However, the one drawback to the higher-level APIs is that you need to know how much work you are going to do before you start. It's not possible for, e.g., the processing of one data item to add another data item(s) back at the beginning of the parallel work. That's where Dynamic Parallelism comes in.
Dynamic Parallelism uses the Task type directly. There are many APIs on the Task type that were designed for Dynamic Parallelism and should be avoided in async code unless you really know what you're doing (i.e., either your name is Stephen Toub or you're writing a high-performance .NET runtime). These APIs include StartNew, ContinueWith, Wait, Result, WaitAll, WaitAny, Id, CurrentId, RunSynchronously, and parent/child tasks. And then there's the Task constructor itself and Start which should never be used in any code at all.
In the particular case of Wait, yes, it does block the thread. And that is not ideal (even in parallel programming), because it blocks a literal thread. However, the alternative may be worse.
Consider the case where task A reaches a point where it has to be sure task B completes before it continues. This is the general Dynamic Parallelism case, so assume no parent/child relationship.
The old-school way to avoid this kind of blocking is to split method A up into a continuation and use ContinueWith. That works fine, but it does complicate the code - rather considerably in the case of loops. You end up writing a state machine, essentially what async does for you. In modern code, you may be able to use await, but then that has its own dangers: parallel code does not work out of the box with async, and combining the two can be tricky.

TASK DETAILS
Extend the passage on Dynamic Parallelism and Task APIs above, starting after its final sentence.

Point annotation records
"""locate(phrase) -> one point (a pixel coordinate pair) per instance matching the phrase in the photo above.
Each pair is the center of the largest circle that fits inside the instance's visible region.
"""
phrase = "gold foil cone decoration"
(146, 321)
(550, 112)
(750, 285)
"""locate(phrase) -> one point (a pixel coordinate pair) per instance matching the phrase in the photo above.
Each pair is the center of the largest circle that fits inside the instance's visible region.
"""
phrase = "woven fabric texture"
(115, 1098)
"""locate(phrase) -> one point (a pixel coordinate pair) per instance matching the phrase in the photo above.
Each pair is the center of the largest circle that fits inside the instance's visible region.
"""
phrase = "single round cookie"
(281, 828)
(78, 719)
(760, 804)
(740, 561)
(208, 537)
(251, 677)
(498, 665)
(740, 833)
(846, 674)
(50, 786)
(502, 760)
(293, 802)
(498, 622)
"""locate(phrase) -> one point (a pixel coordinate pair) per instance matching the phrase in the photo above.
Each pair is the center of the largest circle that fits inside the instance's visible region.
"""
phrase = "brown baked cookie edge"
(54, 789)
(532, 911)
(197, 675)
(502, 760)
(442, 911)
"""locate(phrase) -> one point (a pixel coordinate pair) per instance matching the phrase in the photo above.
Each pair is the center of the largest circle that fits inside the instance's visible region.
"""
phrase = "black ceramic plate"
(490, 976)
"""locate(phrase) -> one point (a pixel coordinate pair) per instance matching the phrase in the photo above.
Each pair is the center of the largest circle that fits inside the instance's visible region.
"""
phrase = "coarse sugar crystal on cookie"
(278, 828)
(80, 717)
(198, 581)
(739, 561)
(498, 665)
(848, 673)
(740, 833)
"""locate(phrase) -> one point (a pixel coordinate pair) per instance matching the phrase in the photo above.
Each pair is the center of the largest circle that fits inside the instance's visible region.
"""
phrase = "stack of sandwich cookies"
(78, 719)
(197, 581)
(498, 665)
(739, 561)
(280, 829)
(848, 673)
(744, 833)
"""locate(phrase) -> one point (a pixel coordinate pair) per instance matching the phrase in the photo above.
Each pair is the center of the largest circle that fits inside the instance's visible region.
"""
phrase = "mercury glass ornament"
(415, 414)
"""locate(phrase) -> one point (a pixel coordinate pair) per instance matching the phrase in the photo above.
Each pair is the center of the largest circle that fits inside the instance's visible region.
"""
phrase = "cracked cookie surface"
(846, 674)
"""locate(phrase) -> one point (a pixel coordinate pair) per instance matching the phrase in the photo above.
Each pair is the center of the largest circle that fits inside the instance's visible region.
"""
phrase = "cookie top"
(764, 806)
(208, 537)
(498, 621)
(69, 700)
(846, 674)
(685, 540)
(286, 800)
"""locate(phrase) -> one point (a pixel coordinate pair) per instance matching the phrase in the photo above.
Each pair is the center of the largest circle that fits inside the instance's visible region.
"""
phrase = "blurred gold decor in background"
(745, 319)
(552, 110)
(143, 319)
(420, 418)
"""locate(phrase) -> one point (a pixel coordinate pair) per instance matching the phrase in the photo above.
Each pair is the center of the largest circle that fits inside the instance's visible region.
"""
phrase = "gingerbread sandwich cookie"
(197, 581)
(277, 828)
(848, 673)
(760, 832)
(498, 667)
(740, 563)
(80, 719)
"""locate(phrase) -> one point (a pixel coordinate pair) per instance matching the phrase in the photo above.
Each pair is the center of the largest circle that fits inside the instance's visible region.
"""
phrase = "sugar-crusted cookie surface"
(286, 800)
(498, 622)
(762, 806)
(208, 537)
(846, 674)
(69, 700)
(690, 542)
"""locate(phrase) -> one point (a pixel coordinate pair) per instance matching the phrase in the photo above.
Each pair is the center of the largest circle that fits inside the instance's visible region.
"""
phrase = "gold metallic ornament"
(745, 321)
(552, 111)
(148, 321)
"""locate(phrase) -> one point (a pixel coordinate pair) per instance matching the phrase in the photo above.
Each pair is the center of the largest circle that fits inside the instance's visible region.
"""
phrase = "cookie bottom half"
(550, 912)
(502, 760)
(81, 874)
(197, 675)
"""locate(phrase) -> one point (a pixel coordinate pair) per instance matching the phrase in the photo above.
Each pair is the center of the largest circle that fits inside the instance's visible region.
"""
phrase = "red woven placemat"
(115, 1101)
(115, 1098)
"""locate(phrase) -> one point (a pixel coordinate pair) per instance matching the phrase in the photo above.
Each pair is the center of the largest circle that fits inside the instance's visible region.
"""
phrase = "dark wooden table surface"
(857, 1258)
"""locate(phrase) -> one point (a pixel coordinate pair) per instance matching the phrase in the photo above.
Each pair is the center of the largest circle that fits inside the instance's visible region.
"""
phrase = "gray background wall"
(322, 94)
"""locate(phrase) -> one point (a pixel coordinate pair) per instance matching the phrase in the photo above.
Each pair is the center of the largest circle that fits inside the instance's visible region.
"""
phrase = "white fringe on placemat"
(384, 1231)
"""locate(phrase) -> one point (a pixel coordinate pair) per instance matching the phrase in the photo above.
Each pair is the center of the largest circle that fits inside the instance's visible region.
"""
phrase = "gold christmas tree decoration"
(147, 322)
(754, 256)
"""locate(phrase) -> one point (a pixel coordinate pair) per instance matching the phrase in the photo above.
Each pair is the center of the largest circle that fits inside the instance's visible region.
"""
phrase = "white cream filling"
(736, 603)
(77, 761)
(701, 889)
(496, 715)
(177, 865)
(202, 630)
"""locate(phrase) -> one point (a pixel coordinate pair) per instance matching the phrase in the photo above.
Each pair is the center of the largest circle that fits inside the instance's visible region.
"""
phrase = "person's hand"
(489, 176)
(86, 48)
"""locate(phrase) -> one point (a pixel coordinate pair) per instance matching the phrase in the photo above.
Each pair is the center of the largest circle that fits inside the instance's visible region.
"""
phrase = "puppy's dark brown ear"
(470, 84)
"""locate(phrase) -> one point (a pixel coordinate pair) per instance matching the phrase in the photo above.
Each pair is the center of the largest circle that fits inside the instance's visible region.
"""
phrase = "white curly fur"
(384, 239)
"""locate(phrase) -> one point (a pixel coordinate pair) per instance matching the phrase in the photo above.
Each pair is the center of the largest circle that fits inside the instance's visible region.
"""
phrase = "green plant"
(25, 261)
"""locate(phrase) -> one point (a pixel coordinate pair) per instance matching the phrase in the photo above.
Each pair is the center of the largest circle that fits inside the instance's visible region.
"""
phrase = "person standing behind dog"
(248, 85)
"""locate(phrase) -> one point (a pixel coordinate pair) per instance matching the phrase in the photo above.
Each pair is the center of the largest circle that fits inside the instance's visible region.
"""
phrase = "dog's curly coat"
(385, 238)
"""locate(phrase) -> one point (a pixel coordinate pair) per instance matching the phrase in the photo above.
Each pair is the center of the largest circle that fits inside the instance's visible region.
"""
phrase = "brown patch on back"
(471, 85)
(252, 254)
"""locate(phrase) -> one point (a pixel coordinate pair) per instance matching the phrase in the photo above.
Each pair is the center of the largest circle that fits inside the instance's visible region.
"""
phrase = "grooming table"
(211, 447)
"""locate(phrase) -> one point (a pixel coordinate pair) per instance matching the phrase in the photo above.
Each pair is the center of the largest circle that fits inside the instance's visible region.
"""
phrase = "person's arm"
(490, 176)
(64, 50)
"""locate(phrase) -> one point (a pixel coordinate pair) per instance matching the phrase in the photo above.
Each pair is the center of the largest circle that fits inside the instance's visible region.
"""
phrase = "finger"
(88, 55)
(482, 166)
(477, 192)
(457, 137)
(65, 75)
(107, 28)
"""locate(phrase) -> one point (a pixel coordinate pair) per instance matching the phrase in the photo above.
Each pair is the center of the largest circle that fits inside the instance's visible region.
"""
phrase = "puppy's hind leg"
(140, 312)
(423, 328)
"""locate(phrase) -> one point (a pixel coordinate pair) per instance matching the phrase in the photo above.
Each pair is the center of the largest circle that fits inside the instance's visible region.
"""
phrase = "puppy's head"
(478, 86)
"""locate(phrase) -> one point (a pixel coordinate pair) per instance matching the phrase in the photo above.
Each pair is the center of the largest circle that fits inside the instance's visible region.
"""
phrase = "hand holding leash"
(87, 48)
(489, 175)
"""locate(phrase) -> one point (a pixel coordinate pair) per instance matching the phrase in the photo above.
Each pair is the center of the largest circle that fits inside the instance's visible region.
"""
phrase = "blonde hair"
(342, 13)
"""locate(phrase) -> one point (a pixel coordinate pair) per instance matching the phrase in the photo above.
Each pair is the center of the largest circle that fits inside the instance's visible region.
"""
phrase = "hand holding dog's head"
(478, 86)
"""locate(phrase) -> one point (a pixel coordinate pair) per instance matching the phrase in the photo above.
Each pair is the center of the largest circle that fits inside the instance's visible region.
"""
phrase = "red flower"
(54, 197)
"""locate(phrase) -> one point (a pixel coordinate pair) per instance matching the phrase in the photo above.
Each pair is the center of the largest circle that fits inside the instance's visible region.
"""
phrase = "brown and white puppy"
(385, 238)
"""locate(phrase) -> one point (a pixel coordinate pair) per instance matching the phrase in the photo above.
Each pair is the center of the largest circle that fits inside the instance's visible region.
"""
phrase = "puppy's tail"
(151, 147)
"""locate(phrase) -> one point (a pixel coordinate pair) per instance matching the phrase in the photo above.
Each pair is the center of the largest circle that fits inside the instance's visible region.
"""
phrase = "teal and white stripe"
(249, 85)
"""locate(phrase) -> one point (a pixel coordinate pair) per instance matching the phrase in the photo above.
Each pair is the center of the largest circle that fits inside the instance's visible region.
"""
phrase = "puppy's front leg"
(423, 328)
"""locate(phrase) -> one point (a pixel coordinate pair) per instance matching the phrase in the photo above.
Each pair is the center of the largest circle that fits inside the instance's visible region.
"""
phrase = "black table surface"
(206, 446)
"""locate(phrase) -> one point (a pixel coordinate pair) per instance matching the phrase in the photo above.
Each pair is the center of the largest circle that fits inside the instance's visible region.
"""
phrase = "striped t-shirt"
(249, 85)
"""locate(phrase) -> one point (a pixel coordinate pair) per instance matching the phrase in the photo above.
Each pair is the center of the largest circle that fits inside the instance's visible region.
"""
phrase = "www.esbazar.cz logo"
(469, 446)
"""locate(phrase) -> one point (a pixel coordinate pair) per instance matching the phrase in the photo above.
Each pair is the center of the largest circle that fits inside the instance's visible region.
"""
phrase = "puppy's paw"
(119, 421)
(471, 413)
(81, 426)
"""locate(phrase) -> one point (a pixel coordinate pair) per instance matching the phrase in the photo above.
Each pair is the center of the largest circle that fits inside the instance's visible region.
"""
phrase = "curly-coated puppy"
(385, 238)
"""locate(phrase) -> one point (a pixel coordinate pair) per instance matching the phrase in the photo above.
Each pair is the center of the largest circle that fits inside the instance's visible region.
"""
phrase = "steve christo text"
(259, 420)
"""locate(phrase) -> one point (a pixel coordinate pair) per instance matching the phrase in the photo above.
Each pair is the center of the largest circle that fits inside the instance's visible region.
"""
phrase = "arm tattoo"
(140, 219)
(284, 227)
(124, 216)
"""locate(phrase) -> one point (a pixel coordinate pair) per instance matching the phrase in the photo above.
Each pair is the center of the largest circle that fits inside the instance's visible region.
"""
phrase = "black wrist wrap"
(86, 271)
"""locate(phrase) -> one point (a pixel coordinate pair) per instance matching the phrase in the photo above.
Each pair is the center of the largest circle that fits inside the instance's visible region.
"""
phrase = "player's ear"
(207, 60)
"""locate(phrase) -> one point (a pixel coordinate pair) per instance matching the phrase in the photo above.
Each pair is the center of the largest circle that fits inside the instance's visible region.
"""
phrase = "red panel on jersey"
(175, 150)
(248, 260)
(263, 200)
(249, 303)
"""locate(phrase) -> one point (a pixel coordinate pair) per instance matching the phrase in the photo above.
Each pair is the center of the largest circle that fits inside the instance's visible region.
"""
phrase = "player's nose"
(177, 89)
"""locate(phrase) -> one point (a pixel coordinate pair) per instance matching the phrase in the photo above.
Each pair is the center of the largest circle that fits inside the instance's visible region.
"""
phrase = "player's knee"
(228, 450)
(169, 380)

TASK OUTPUT
So it really comes down to a tradeoff between code complexity vs runtime efficiency. And when you consider the following points, you'll see why blocking was common:
Parallelism is normally done on Desktop applications; it's not common (or recommended) for web servers.
Desktop machines tend to have plenty of threads to spare. I remember Mark Russinovich (long before he joined Microsoft) demoing how showing a File Open dialog on Windows spawned some crazy number of threads (over 20, IIRC). And yet the user wouldn't even notice 20 threads being spawned (and presumably blocked).
Parallel code is difficult to maintain in the first place; Dynamic Parallelism using continuations is exceptionally difficult to maintain.
Given these points, it's pretty easy to see why a lot of parallel code blocks thread pool threads: the user experience is degraded by an unnoticeable amount, but the developer experience is enhanced significantly.
The thing is if you are using tasks to parallelize CPU-bound work - your method is likely not asynchronous, because the main benefit of async is asynchronous IO, and you have no IO in this case. Since your method is synchronous - you can't await anything, including tasks you use to parallelize computation, nor do you need to.
The valid concern you mentioned is you would waste current thread if you just block it waiting for parallel tasks to complete. However you should not waste it like this - it can be used as one participant in parallel computation. Say you want to perform parallel computation on 4 threads. Use current thread + 3 other threads, instead of using just 4 other threads and waste current one blocked waiting for them.
That's what for example Parallel LINQ does - it uses current thread together with thread pool threads. Note also its methods are not async (and should not be), but they do use Tasks internally and do block waiting on them.
Update: about your examples.
This one:
private static void Test()
{
Task.Run(() =>
{
for (int i = 0; i < 100; i++)
{
//do something.
}
}).Wait();
}
Is always useless - you offset some computation to separate thread while current thread is blocked waiting, so in result one thread is just wasted for nothing useful. Instead you should just do:
private static void Test()
{
for (int i = 0; i < 100; i++)
{
//do something.
}
}
This one:
private static async Task Test1()
{
await Task.Run(() =>
{
for (int i = 0; i < 100; i++)
{
//do something.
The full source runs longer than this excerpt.